-- Information provided --
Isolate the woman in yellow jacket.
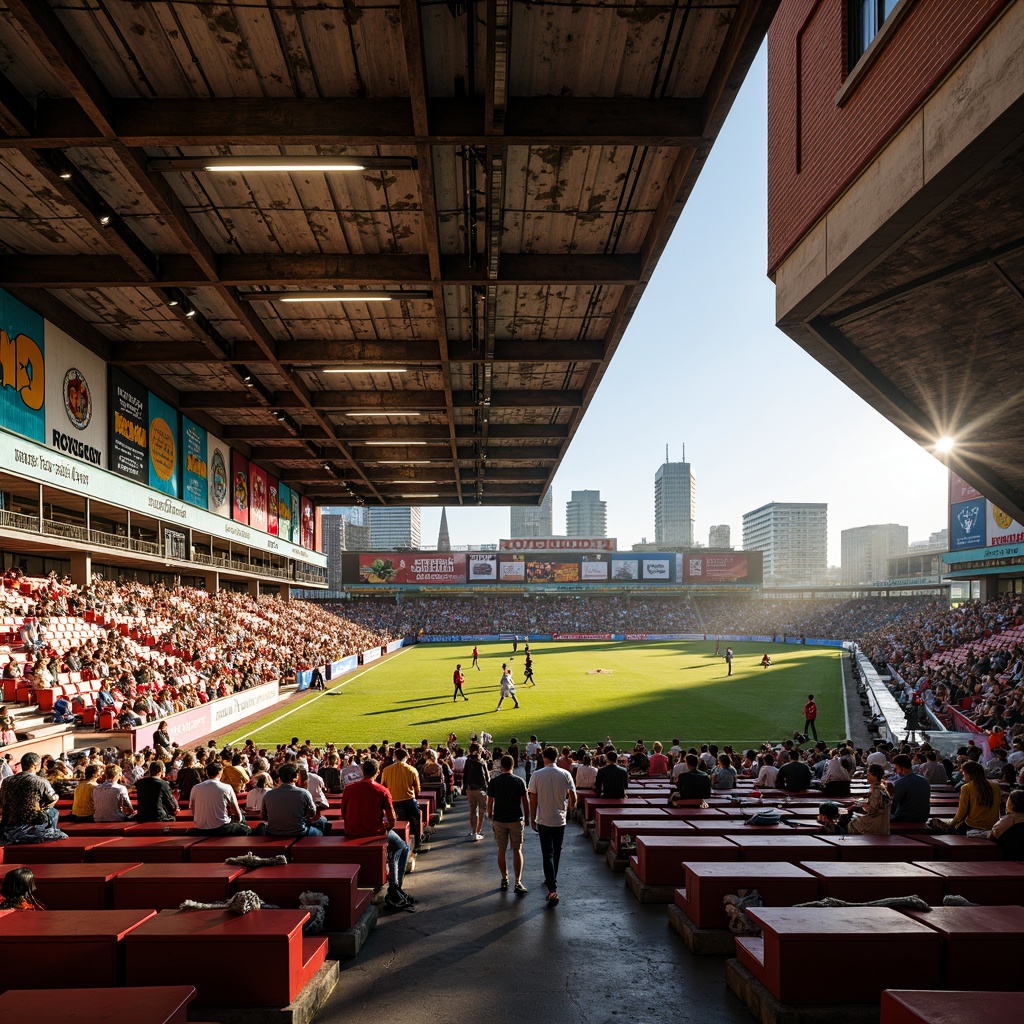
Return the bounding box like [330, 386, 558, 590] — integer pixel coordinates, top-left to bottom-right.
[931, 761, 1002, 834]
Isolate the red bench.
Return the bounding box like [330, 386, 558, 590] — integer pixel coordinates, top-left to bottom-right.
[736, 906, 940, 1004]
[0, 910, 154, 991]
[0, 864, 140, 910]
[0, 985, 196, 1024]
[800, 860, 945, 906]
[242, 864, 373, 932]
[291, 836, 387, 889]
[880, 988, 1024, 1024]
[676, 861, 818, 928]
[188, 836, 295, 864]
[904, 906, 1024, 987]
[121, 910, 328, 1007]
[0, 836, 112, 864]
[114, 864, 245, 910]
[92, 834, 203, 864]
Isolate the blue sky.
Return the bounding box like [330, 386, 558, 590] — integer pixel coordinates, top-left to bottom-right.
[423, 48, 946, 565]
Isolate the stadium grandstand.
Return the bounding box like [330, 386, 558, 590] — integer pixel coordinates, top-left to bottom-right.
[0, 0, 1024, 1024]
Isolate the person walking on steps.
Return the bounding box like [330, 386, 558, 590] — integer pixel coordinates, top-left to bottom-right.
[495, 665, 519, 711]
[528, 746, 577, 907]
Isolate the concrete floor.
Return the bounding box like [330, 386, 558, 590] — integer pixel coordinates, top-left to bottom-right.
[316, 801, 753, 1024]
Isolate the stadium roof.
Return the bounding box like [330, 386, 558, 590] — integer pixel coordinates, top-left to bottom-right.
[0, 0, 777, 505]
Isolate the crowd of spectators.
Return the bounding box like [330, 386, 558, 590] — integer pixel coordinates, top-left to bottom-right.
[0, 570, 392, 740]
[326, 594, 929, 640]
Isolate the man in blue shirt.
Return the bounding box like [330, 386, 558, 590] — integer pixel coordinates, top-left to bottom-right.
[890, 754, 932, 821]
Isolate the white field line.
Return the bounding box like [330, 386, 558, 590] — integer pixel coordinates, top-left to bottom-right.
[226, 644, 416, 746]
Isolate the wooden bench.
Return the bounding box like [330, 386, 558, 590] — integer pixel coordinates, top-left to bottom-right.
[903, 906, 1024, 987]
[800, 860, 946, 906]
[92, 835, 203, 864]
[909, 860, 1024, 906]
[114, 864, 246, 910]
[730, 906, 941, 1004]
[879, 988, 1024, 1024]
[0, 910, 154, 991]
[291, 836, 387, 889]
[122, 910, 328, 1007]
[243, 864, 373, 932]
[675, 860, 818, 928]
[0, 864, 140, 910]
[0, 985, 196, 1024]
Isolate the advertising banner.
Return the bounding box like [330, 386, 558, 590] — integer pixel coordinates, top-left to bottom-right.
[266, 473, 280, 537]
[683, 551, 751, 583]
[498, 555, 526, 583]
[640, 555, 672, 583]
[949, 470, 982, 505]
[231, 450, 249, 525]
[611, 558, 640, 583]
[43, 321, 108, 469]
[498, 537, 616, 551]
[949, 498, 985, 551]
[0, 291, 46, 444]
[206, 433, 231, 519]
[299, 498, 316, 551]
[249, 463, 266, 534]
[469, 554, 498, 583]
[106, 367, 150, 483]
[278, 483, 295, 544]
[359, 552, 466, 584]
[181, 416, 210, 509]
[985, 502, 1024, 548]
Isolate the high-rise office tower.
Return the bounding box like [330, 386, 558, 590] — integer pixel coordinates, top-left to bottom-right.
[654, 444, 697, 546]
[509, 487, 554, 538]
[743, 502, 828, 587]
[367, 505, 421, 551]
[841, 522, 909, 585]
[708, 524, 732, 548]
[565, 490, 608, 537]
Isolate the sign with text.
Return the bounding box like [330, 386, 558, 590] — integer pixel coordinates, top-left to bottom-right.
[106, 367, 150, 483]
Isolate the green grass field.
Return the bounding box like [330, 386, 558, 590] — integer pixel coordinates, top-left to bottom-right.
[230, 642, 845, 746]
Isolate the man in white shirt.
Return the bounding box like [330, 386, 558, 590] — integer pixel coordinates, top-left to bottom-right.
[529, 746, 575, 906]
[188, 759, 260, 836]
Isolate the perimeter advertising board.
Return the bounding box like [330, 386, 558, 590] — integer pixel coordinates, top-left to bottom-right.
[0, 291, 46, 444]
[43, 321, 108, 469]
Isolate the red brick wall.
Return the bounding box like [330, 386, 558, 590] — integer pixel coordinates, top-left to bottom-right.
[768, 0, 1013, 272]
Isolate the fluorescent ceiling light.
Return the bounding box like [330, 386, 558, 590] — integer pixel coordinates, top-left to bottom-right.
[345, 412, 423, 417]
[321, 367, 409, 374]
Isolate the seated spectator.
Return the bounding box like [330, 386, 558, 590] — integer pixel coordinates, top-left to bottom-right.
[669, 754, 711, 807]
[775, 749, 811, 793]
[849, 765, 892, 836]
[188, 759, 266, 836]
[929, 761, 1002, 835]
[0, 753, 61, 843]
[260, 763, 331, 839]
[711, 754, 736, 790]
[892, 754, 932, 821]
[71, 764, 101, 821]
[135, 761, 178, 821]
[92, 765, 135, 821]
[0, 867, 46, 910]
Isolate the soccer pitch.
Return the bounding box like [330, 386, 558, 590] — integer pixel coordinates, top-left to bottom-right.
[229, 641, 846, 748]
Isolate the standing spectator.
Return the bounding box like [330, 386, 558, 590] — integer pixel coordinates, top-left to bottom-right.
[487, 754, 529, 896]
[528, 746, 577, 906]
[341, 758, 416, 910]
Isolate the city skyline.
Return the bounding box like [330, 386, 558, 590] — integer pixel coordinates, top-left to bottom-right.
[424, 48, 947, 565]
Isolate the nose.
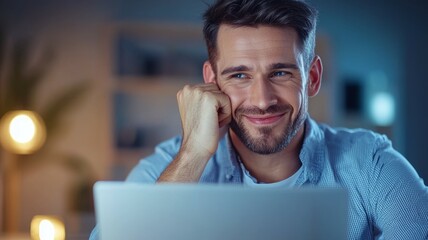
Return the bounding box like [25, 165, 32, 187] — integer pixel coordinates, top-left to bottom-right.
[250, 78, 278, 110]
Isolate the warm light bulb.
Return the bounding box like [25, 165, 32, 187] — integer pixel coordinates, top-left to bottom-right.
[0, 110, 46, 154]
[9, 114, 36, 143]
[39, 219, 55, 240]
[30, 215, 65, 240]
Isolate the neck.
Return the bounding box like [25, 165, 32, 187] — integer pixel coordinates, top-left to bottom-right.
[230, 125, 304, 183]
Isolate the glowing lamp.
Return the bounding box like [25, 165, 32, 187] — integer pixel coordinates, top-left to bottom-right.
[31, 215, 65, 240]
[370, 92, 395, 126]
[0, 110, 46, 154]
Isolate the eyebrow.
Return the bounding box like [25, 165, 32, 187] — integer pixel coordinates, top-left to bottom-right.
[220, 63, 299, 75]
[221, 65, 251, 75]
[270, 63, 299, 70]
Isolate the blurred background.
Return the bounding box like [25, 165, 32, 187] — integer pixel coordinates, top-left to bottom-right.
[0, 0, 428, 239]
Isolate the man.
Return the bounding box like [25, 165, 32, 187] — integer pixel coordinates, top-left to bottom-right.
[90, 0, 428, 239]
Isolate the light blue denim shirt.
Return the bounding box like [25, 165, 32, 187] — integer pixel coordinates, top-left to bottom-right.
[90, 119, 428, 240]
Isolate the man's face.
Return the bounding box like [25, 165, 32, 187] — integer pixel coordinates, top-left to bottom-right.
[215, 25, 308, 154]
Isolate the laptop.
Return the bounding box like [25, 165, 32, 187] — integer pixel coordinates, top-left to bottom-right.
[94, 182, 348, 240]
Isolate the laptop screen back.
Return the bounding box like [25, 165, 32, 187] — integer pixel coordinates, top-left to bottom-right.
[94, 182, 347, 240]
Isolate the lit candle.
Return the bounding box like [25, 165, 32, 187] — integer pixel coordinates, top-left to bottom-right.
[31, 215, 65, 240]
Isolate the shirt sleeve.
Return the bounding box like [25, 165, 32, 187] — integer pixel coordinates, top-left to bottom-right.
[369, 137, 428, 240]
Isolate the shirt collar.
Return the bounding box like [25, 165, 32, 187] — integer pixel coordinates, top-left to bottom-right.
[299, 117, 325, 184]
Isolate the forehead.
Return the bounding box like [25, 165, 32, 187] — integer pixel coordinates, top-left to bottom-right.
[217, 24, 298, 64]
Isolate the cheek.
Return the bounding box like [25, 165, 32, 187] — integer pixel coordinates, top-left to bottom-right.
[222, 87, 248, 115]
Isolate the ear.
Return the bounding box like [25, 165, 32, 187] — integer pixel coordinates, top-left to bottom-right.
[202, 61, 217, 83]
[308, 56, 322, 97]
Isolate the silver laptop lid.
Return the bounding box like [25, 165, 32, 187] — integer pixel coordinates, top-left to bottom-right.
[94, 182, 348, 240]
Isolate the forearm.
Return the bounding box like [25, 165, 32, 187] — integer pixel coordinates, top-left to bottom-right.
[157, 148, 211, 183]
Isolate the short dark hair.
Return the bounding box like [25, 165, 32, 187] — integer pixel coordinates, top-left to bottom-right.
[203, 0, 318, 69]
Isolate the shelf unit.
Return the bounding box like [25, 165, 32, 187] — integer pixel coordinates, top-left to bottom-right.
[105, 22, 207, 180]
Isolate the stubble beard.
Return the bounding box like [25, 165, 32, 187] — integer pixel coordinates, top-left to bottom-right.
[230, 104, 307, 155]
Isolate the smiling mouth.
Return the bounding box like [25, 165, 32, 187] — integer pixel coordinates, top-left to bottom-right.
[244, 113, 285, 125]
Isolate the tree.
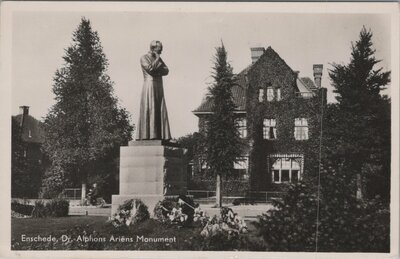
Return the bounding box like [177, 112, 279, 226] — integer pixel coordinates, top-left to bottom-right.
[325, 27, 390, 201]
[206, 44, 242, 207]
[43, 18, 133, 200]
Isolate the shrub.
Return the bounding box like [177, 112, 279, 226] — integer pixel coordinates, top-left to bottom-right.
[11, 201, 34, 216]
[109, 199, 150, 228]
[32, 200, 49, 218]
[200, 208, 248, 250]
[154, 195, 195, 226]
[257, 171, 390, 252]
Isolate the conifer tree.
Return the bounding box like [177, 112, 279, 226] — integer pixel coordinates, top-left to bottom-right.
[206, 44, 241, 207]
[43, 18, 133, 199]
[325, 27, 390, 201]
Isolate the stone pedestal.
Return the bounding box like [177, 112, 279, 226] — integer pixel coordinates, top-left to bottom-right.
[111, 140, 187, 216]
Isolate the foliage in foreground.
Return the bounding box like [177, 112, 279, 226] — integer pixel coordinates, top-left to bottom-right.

-- Work to do --
Turn the listing from the line containing "Isolate the blurred background." through the line containing "[0, 0, 428, 239]" into a JSON list of strings, one string per line, with blank lines left out.

-- In response --
[
  "Isolate the blurred background.",
  "Return the bounding box like [25, 165, 32, 187] — integer pixel coordinates, top-left to bottom-right.",
  "[0, 0, 428, 239]"
]